◆ **Task objective**
Convert every line of the data below into a JSON list of strings, one string per line. Leave out blank lines and the pictures.

— Start of Materials provided —

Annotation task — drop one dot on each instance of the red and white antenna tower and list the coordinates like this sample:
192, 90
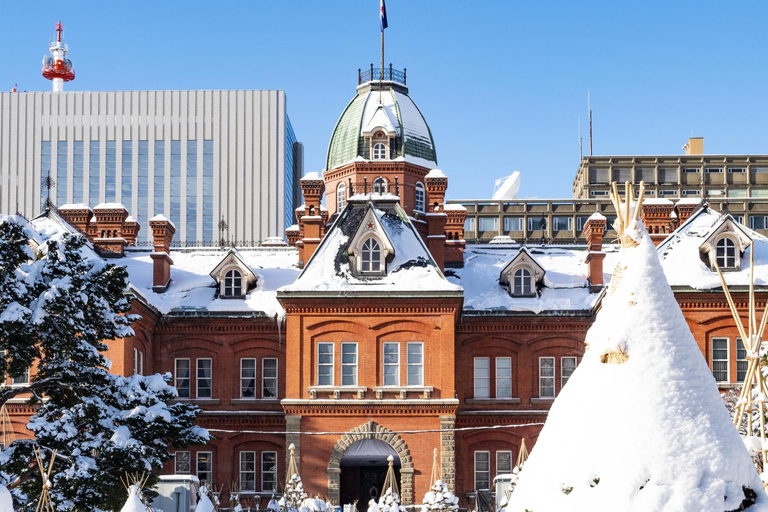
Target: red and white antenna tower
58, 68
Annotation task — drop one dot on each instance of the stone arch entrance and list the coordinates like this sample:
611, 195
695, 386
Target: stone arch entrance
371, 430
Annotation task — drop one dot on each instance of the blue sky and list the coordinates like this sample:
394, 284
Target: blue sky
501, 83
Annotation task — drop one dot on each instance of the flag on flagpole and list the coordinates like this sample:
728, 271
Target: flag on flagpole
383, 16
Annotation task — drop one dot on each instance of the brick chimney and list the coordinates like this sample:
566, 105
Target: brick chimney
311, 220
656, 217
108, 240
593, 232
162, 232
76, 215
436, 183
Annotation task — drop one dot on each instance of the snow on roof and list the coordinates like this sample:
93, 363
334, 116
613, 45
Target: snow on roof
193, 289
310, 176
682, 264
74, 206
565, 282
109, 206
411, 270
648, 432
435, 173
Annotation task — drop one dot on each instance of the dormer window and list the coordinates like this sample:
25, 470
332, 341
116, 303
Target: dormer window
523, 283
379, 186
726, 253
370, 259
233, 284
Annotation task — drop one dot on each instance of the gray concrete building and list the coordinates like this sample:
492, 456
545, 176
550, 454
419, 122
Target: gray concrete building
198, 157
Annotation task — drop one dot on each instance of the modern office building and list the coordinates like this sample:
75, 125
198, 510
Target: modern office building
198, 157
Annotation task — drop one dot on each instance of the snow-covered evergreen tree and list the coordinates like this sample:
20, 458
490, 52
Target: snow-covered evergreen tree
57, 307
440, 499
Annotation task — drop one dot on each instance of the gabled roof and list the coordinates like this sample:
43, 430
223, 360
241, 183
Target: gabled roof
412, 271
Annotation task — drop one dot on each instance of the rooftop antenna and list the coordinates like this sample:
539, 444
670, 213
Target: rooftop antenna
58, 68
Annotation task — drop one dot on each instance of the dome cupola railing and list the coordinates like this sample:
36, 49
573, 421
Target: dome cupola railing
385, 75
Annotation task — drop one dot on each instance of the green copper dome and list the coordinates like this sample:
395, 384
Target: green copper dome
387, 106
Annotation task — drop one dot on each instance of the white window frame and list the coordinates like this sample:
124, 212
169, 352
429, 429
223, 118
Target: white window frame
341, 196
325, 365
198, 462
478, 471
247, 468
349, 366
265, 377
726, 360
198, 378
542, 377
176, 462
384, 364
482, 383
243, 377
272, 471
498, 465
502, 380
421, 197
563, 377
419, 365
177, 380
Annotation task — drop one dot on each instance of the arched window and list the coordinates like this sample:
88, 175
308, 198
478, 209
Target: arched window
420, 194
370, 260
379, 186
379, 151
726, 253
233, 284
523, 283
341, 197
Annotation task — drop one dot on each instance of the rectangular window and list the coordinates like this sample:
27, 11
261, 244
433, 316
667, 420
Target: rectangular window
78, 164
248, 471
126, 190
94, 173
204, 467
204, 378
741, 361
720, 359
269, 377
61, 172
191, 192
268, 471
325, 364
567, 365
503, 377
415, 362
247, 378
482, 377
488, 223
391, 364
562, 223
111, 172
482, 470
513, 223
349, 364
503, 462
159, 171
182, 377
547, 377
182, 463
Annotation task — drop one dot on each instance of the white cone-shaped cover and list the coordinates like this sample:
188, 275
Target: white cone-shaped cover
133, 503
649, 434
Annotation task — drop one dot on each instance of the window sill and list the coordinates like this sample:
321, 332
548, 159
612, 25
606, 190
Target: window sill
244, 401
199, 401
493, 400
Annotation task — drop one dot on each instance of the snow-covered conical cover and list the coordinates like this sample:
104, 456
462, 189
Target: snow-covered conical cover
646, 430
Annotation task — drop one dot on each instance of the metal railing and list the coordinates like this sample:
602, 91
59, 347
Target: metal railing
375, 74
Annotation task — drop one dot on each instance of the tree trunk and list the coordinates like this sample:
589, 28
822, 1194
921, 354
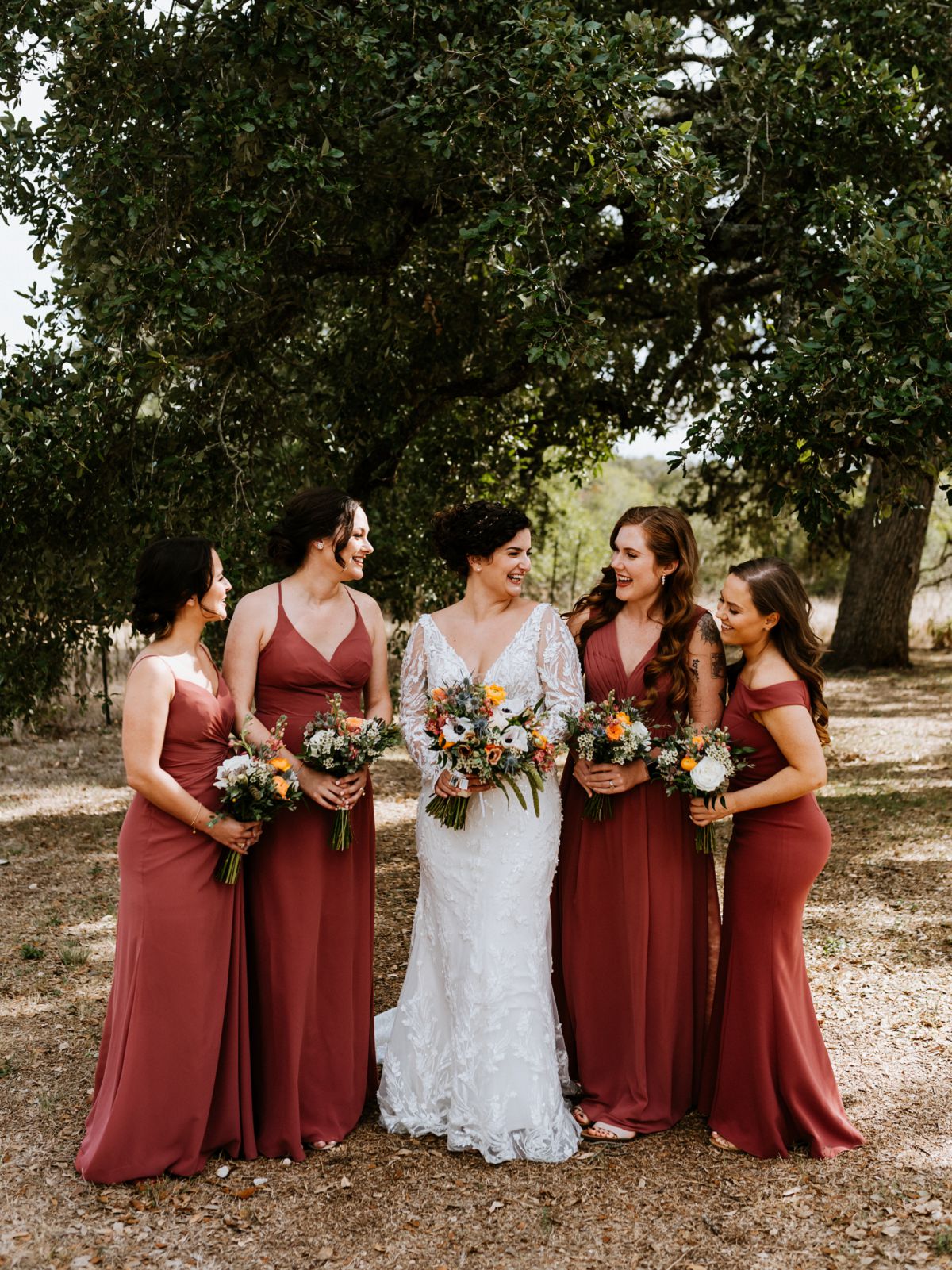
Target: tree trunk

— End of Materials provided —

◆ **Problem solution**
[
  "Annotation task — drop one dot on each instance of the red and white antenna tower and list the coordinates like this sample:",
  "192, 90",
  "Target: red and white antenna tower",
  "58, 68",
  "Annotation task — drop one dot on each instance of the stone arch entrance and list the coordinates like this sample:",
  "611, 195",
  "695, 386",
  "Target: stone arch entrance",
  "371, 430",
  "Annotation task — drop one dot on each instance of the blue sky and list the coordinates like this sample:",
  "394, 284",
  "Target: blue sky",
  "501, 83",
  "Annotation task — drop one dot on each instance of the flag on flagpole and list the coordinates like this sample:",
  "728, 271",
  "Target: flag on flagpole",
  "383, 16",
  "Annotation task — drop one dot on each instance of the brick chimney and list the coordinates like this sample:",
  "566, 105",
  "Target: brick chimney",
  "311, 220",
  "656, 217",
  "108, 240",
  "593, 232",
  "162, 232",
  "76, 215",
  "436, 183",
  "Annotation task — drop one dot on each instance of the snow on roof and list the coordinates like this sample:",
  "93, 363",
  "334, 116",
  "613, 45",
  "Target: snow on roof",
  "193, 289",
  "310, 176",
  "682, 264",
  "74, 206",
  "565, 282",
  "109, 206",
  "411, 270",
  "648, 432",
  "435, 173",
  "Annotation task — drop one dot on each instance of the dormer window and list the coordinates like this sample:",
  "25, 470",
  "332, 341",
  "116, 303",
  "Target: dormer window",
  "523, 283",
  "379, 186",
  "726, 253",
  "370, 259",
  "233, 284",
  "Annotation task — drop one dot on each instance of the gray concrete building and list the coordinates like this sample:",
  "492, 456",
  "545, 176",
  "550, 454",
  "419, 122",
  "Target: gray concrete building",
  "198, 157",
  "Annotation task — drop one dot on each instance of the modern office building and list the coordinates like this sample:",
  "75, 125",
  "198, 510",
  "Target: modern office building",
  "198, 157",
  "Annotation task — drop one dot on each instance of the snow-covered evergreen tree and list the coordinates like this sample:",
  "20, 458",
  "490, 52",
  "Target: snow-covered evergreen tree",
  "57, 307",
  "440, 499",
  "Annotation task — drop one dot on each instance of the gabled roof and list the coordinates like this sample:",
  "43, 430",
  "223, 360",
  "241, 183",
  "Target: gabled roof",
  "412, 271",
  "Annotation task — drop one dot on each instance of the rooftop antenna and list the coordinates like this sample:",
  "539, 444",
  "670, 213",
  "Target: rooftop antenna",
  "58, 68",
  "Annotation task — drop one dot on each instance of the dome cupola railing and list the coordinates like this sample:",
  "36, 49",
  "573, 421",
  "Target: dome cupola railing",
  "385, 75",
  "Annotation task — drop one dot on each instance of the green copper dome and list the coordinates like this sample:",
  "395, 384",
  "Target: green copper dome",
  "387, 106",
  "Annotation task — drop one dot on each instance of the white window frame and list the coordinates like this sample:",
  "124, 212",
  "169, 352",
  "429, 429",
  "223, 118",
  "Target: white window frame",
  "341, 196",
  "325, 365",
  "198, 462",
  "478, 471",
  "247, 468",
  "349, 366",
  "265, 377",
  "726, 360",
  "198, 378",
  "542, 377",
  "176, 462",
  "384, 364",
  "482, 383",
  "243, 377",
  "272, 471",
  "498, 465",
  "502, 380",
  "421, 197",
  "563, 377",
  "419, 365",
  "177, 380",
  "Annotation task — drop one dot on each instance of the arched window and list the coordinates like this sample:",
  "88, 175",
  "308, 198",
  "478, 209",
  "Target: arched window",
  "420, 194",
  "370, 260",
  "379, 186",
  "379, 151",
  "726, 253",
  "233, 284",
  "523, 283",
  "341, 197",
  "Annotation task — drop one dot on each instance of the rectangular window and list the coordinates like this sample:",
  "27, 11",
  "261, 244",
  "433, 316",
  "667, 420",
  "Target: rectangular window",
  "78, 164",
  "248, 471",
  "126, 190",
  "94, 173",
  "204, 467",
  "204, 378",
  "741, 361",
  "720, 359",
  "269, 377",
  "61, 172",
  "191, 192",
  "268, 471",
  "325, 364",
  "567, 365",
  "503, 377",
  "415, 362",
  "247, 378",
  "482, 377",
  "488, 223",
  "391, 364",
  "562, 223",
  "111, 172",
  "482, 470",
  "513, 223",
  "349, 364",
  "503, 462",
  "159, 171",
  "182, 377",
  "547, 377",
  "182, 463",
  "Annotation task — drop one dot on each instance of the white cone-shaped cover and list the coordinates like this sample:",
  "188, 275",
  "Target: white cone-shaped cover",
  "133, 503",
  "649, 434",
  "Annotation task — drop one dot on each instance of the window sill and list the coordinates like this sample:",
  "321, 332",
  "548, 159",
  "612, 25",
  "606, 190",
  "Target: window sill",
  "244, 401",
  "199, 401",
  "493, 400",
  "Annotation task — drop one dot on each instance of the snow-covered conical cover and list the coordinates like this sample:",
  "104, 456",
  "462, 189",
  "Target: snow-covered conical cover",
  "646, 430",
  "Annotation task — drop one dot on each instance of the metal railing and list the coordinates like this sample:",
  "602, 91",
  "59, 347",
  "Target: metal railing",
  "375, 74",
  "Annotation task — drop one dot on each instance of the tree trunk and list the coordinates like this sample:",
  "589, 28",
  "822, 1194",
  "921, 354",
  "Target: tree trunk"
]